**Selected excerpt:**
------------
= Senior peer counseling =

Senior peer counseling, a.k.a. Peer counseling for seniors, provides senior citizens with a trained volunteer counselor to provide assistance with emotional support and encouragement to those who are experiencing life changes that often accompany aging. Seniors typically use counseling to discover ways to deal with grief, loss, physical limitations, financial issues, mild depression, family relationships, loneliness, isolation, housing situations, anxiety, change in cognitive function, and care giving for a spouse.

== Origin ==

The original idea of Senior Peer Counseling was developed in 1977 by Evelyn Freeman, Ph.D. (1917–2013). She first created a program called Senior Health and Peer Counseling of Santa Monica, California. In 1986 in collaboration with others, she produced "Peer Counseling for Seniors: A Trainer's Guide".
As a result, various groups utilized her trainer's guide and Senior Peer Counseling programs became available in many California counties as well as in South Carolina, Colorado, Oregon, New Mexico, and Washington. The program is also available in Europe, Canada, and Japan.
Sponsorship of the program in those locations comes from county health services, interfaith councils, senior citizen advocacy groups, and non-profit organizations. These Senior Peer Counseling programs vary widely in their methods, and no one program is alike. However, they all operate in the spirit of Evelyn Freeman's vision of Senior Peer Counseling. In addition, even though no two programs are exactly alike, there is an organization called the American Association of Senior Peer Counseling that tries to bring together all of the various Senior Peer Counseling agencies to share opportunities for networking and information.
------------
**Work task A:**
Transcribe the passage of the senior peer counseling text between "Sponsorship of the" and "networking and information.", inclusive.
**Work task B:**
According to the senior peer counseling text, in what year did Evelyn Freeman develop the original idea of Senior Peer Counseling?
The entries that follow were taken from a different source and are unrelated to the senior peer counseling text.

**Entries shown:**
------------
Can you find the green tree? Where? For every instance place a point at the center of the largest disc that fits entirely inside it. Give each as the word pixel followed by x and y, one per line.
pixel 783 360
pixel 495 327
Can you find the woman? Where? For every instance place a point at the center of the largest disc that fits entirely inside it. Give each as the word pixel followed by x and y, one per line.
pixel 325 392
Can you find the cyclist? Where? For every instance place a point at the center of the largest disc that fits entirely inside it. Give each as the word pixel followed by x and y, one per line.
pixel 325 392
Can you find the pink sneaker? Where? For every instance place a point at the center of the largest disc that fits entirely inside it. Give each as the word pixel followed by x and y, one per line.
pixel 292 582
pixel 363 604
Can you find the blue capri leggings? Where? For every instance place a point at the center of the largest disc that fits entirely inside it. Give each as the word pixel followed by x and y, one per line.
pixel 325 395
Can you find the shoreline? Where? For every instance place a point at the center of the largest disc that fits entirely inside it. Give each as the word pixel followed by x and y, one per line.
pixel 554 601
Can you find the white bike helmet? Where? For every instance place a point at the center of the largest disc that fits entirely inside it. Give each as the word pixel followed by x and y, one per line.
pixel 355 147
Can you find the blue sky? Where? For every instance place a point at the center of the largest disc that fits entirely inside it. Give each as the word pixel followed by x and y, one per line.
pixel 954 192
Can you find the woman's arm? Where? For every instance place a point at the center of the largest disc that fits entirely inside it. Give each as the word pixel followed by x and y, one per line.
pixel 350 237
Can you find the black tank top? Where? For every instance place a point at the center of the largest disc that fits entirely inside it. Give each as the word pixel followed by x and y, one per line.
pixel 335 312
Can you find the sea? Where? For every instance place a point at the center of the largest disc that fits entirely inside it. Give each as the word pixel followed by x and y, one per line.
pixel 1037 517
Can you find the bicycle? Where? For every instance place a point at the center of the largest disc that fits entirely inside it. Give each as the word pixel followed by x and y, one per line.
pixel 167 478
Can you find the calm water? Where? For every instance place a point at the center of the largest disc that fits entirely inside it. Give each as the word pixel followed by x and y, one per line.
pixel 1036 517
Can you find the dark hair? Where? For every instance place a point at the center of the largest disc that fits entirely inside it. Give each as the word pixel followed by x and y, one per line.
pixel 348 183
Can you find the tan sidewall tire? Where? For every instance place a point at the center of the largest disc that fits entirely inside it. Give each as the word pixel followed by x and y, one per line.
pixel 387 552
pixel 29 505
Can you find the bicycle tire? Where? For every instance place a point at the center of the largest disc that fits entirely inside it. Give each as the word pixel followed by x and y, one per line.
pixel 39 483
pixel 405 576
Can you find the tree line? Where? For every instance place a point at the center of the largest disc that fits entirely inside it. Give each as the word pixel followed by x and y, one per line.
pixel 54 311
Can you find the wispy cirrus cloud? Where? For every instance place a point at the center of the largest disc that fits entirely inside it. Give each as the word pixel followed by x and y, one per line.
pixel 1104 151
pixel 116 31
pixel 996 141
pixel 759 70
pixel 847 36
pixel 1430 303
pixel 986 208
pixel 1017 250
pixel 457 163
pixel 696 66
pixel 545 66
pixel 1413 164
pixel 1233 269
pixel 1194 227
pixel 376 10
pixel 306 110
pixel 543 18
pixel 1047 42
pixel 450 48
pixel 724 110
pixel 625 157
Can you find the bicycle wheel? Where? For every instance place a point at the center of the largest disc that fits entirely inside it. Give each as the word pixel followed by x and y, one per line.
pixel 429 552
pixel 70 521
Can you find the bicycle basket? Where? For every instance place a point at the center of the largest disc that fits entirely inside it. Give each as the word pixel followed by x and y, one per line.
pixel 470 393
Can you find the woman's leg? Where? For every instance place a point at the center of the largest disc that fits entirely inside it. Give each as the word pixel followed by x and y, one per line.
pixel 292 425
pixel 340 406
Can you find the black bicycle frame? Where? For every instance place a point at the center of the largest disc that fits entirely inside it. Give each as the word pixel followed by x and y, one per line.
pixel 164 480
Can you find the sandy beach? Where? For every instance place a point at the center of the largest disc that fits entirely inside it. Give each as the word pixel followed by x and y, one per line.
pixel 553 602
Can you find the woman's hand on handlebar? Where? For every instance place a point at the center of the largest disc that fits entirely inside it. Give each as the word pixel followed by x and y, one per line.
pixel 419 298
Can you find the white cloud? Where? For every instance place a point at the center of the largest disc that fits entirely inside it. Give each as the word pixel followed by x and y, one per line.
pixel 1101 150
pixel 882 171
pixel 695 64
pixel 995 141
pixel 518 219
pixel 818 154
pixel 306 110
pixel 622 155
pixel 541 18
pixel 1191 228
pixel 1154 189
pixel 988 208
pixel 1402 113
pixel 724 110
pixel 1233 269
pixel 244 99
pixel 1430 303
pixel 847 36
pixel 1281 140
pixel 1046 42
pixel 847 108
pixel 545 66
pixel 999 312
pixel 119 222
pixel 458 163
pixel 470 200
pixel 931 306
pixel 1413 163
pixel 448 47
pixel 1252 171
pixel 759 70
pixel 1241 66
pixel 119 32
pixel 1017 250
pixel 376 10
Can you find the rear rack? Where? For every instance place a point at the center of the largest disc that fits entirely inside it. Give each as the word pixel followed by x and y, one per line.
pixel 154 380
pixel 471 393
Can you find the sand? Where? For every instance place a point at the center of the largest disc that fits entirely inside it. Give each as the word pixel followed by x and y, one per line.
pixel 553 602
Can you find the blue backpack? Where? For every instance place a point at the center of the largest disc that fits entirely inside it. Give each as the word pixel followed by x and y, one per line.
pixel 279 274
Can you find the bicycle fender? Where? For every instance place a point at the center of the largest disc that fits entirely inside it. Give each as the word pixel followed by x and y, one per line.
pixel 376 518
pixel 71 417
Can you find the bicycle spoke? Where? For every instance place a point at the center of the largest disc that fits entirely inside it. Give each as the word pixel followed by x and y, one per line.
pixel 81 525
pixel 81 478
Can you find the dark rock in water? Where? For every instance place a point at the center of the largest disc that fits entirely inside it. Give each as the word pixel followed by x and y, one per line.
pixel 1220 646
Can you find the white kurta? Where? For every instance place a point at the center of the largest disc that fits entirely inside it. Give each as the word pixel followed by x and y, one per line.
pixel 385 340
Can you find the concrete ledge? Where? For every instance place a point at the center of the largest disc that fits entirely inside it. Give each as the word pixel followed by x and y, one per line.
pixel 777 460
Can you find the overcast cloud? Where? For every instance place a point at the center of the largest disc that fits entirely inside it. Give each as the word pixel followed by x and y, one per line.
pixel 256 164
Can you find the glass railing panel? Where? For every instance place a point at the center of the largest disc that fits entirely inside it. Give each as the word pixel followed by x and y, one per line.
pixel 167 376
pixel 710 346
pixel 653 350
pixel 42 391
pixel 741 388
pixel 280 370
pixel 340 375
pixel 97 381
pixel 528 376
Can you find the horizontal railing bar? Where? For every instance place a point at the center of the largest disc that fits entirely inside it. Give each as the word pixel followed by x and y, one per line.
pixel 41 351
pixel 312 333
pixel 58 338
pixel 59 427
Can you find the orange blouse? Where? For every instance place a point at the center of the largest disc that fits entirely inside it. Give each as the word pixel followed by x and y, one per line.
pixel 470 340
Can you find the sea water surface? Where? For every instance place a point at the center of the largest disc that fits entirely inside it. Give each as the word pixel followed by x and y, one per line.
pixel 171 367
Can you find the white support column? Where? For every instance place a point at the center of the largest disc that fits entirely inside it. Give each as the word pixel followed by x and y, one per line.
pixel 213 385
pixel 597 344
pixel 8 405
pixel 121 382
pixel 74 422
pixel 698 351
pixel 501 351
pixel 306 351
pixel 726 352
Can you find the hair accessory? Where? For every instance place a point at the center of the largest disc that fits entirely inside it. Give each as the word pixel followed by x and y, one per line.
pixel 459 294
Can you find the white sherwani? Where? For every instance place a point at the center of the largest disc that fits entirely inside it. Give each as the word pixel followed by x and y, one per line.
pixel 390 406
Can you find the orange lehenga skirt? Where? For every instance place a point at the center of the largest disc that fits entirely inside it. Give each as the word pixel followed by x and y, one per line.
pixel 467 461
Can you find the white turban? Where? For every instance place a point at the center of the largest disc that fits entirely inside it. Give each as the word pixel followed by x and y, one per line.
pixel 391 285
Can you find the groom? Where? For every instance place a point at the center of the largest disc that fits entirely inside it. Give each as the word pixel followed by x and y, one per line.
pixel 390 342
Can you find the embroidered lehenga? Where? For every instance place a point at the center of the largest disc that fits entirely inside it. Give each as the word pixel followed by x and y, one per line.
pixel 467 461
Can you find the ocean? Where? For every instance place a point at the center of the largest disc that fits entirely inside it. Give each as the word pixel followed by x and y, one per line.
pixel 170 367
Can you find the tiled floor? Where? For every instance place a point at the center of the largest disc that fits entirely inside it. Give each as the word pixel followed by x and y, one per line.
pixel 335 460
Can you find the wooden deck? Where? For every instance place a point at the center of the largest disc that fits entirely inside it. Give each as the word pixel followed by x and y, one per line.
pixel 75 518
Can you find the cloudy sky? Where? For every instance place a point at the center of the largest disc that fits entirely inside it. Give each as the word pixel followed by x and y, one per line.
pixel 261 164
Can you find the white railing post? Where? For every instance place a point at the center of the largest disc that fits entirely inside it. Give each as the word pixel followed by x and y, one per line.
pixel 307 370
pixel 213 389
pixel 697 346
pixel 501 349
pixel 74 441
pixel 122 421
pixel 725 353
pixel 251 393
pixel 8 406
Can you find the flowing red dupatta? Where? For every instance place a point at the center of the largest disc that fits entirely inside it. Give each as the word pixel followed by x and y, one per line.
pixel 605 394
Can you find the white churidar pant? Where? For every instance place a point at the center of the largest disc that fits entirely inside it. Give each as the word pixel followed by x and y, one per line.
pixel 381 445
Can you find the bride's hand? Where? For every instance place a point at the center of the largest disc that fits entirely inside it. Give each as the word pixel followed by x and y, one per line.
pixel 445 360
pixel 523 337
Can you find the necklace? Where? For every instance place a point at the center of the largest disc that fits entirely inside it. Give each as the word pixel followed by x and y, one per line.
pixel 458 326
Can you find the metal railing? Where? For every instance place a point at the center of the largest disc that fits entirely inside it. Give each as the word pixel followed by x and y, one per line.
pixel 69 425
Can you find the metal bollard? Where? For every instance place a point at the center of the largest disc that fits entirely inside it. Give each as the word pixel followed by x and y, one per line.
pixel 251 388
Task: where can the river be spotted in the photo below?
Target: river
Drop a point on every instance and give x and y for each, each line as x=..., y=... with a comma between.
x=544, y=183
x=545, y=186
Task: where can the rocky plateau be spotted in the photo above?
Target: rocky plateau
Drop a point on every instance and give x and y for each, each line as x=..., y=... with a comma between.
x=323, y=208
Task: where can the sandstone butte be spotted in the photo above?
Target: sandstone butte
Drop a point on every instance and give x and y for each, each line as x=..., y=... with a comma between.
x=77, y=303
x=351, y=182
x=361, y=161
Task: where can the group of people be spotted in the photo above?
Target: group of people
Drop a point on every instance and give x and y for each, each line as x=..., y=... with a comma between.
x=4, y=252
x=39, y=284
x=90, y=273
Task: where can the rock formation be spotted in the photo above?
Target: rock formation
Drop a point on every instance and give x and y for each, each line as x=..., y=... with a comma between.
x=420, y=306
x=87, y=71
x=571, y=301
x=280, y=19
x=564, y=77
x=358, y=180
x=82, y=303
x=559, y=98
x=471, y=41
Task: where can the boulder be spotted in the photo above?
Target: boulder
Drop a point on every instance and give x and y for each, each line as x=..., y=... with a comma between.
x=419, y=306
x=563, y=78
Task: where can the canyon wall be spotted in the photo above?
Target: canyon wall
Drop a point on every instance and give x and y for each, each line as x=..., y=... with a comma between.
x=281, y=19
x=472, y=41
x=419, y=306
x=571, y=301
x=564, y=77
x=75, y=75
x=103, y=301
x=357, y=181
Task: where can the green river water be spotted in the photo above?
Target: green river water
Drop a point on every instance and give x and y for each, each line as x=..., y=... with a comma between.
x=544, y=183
------------
**Written response A:**
Sponsorship of the program in those locations comes from county health services, interfaith councils, senior citizen advocacy groups, and non-profit organizations. These Senior Peer Counseling programs vary widely in their methods, and no one program is alike. However, they all operate in the spirit of Evelyn Freeman's vision of Senior Peer Counseling. In addition, even though no two programs are exactly alike, there is an organization called the American Association of Senior Peer Counseling that tries to bring together all of the various Senior Peer Counseling agencies to share opportunities for networking and information.

**Written response B:**
1977